*** MATERIALS PROVIDED

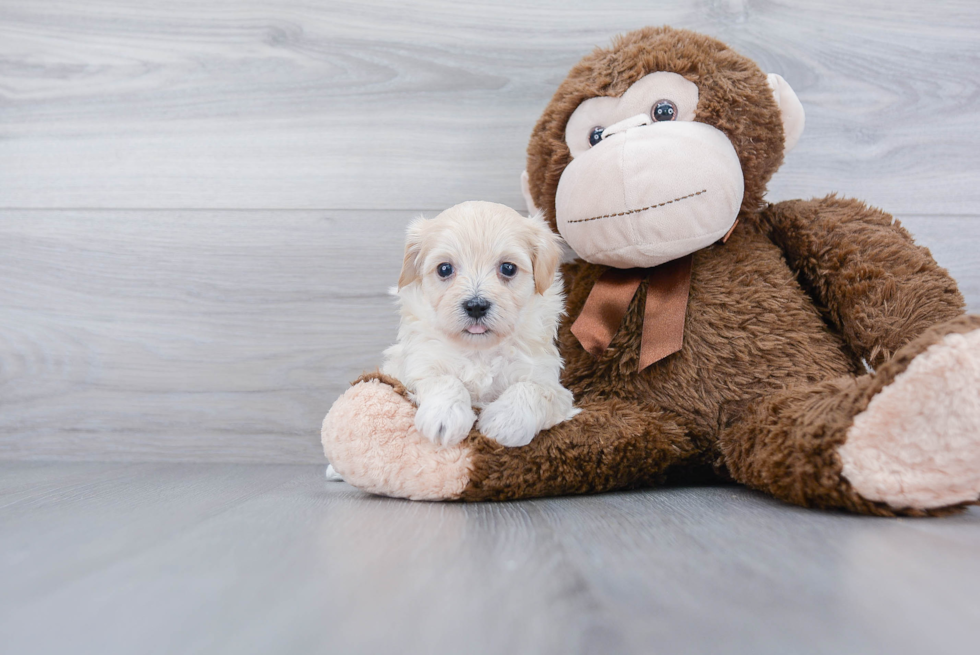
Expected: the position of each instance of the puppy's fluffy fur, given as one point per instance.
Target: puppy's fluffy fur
(503, 362)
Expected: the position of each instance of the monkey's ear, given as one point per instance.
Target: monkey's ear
(526, 190)
(791, 109)
(545, 254)
(413, 250)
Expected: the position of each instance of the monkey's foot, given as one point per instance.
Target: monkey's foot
(918, 442)
(370, 439)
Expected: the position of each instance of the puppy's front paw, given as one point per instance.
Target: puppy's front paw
(508, 422)
(444, 422)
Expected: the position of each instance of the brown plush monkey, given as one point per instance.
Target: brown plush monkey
(693, 354)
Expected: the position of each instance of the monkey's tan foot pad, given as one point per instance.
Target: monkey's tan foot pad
(370, 439)
(918, 442)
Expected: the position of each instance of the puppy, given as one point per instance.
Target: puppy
(480, 300)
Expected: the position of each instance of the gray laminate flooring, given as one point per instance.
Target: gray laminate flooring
(226, 558)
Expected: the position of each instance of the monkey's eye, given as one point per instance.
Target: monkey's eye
(663, 110)
(595, 136)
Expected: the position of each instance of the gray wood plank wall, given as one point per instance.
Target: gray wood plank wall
(202, 204)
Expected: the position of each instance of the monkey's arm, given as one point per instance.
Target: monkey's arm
(867, 275)
(370, 439)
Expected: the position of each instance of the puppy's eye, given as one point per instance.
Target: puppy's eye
(595, 136)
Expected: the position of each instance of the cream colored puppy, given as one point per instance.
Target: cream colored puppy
(480, 300)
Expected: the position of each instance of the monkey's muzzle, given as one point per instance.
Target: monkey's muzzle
(650, 194)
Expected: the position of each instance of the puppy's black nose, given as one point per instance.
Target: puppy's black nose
(476, 307)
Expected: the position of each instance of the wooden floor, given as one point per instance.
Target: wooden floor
(202, 205)
(225, 558)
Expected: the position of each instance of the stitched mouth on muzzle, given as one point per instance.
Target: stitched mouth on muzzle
(641, 209)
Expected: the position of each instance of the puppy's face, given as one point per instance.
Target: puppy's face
(475, 267)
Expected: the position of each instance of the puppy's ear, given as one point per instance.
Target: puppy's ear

******

**PROBLEM REQUIREMENTS:** Reproducing the whole listing above is not the task. Copy exactly only the lines from the one with "Target: monkey's foot" to the one with "Expected: the position of each instance of the monkey's tan", both kept.

**TASK OUTPUT:**
Target: monkey's foot
(918, 442)
(370, 439)
Expected: the position of each instance of the puppy's front paw, given as one point per instance.
Target: puppy's front paw
(508, 422)
(444, 422)
Expected: the position of each instance of the brown plush monkey, given as one point per instance.
Target: brown plush monkey
(693, 354)
Expected: the position of each instance of the monkey's tan foot pad, given as one point per instance.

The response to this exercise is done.